## Problem details
Would you repeat, exactly as given, the line with "Question. The photo above holds the twig." and every line after it to the end of the entries?

[Data extracted from a collection]

__________

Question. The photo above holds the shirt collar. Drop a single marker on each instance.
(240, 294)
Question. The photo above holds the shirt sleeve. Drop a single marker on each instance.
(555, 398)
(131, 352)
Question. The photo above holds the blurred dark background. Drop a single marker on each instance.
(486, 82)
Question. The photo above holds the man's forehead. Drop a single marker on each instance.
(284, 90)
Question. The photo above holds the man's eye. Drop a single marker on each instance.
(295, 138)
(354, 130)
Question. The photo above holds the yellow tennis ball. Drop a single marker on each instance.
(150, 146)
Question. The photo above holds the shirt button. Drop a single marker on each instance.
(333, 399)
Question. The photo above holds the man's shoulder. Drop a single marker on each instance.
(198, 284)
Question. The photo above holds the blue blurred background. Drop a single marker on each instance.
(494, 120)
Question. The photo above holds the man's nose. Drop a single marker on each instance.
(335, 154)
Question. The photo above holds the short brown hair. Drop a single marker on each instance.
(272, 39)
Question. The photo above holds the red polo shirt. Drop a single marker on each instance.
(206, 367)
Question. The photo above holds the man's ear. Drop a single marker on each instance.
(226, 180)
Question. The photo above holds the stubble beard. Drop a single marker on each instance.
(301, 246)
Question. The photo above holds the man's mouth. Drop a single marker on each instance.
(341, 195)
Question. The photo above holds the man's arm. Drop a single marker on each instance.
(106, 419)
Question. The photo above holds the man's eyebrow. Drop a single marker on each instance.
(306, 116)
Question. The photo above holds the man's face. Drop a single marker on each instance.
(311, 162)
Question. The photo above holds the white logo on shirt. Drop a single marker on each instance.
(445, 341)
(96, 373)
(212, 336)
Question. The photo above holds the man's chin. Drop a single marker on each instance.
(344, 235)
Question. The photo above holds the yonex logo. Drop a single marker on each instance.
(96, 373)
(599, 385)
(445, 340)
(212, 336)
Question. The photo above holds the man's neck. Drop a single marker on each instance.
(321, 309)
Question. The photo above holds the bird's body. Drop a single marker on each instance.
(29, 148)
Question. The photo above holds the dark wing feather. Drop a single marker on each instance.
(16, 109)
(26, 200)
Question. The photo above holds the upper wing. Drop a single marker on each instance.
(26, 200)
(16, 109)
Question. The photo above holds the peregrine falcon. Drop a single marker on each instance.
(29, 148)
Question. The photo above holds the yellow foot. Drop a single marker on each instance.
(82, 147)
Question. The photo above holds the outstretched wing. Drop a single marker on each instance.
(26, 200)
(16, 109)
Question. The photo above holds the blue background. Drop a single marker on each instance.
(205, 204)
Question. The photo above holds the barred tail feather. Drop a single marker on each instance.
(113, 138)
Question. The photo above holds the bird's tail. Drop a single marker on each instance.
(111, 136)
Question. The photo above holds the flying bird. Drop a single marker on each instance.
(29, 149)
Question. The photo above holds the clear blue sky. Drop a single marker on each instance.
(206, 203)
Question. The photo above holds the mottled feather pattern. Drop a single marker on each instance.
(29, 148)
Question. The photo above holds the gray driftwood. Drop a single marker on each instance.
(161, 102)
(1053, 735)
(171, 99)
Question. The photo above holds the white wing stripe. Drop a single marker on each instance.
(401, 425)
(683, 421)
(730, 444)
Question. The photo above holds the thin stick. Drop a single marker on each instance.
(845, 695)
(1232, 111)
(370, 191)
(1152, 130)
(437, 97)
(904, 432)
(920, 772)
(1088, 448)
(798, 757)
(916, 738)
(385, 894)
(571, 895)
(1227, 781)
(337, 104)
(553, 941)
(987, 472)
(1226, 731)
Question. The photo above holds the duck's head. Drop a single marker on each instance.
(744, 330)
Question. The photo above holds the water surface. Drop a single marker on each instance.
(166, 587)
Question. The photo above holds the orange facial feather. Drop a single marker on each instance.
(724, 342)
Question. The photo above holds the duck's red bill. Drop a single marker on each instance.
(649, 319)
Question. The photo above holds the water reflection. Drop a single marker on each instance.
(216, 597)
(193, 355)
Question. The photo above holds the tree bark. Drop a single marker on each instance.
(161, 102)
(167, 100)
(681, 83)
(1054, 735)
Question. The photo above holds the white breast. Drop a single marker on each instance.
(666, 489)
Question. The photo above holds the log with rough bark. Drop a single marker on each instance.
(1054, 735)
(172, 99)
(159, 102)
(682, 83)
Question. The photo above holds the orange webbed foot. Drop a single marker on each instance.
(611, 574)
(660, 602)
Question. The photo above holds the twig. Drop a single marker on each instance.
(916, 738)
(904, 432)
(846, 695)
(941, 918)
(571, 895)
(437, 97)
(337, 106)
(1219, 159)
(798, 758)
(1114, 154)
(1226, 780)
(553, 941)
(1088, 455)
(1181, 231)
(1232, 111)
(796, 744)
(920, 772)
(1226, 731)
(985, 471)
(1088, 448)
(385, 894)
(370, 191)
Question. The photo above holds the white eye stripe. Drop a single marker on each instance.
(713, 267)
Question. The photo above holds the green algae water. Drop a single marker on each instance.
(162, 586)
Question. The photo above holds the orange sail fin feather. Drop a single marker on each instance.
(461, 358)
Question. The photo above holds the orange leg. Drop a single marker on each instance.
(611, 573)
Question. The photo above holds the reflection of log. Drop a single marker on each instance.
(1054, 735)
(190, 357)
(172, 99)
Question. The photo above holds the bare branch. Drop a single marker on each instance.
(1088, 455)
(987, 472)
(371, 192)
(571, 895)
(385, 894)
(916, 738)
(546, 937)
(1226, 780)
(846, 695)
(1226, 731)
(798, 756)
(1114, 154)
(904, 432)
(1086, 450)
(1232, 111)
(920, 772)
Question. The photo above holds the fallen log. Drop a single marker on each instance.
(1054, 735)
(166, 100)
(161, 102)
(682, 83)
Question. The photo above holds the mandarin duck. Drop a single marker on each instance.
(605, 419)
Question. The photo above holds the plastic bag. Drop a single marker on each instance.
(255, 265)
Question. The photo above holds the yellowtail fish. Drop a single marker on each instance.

__________

## Result below
Question. The photo above holds the twig. Drop a single marker on each instance.
(916, 738)
(904, 432)
(846, 695)
(941, 918)
(571, 895)
(437, 97)
(337, 106)
(1219, 159)
(798, 758)
(1114, 154)
(1226, 780)
(553, 941)
(1088, 455)
(1181, 231)
(1232, 111)
(796, 744)
(920, 772)
(1226, 731)
(985, 471)
(1088, 448)
(385, 894)
(370, 191)
Question. The photo above holds the white eye stripe. Drop a single marker on each instance.
(713, 267)
Question. The photo above holds the green algae water. Drop a single marker on each instance.
(162, 586)
Question. The photo above holds the orange sail fin feather. Drop a single marker on each instance.
(461, 358)
Question. The photo above holds the orange leg. Drop a single marker on each instance.
(611, 573)
Question. The photo above holds the reflection of log. Drop a single marker on each instance.
(1054, 735)
(190, 357)
(172, 99)
Question. The photo above holds the bare branch. Drop a single marker on each instance.
(1088, 455)
(987, 472)
(371, 192)
(571, 895)
(385, 894)
(916, 738)
(546, 937)
(1226, 780)
(846, 695)
(1226, 731)
(798, 756)
(1114, 154)
(904, 432)
(1086, 450)
(1232, 111)
(920, 772)
Question. The photo above holds the fallen log. Drop a single marker on each instance.
(1054, 735)
(166, 100)
(161, 102)
(682, 83)
Question. The photo above holds the mandarin duck. Drop a single marker on each instance.
(605, 419)
Question. The photo above holds the plastic bag. Drop a single marker on each instance.
(255, 265)
Question. The photo above holds the yellowtail fish. Drop a single marker on each instance.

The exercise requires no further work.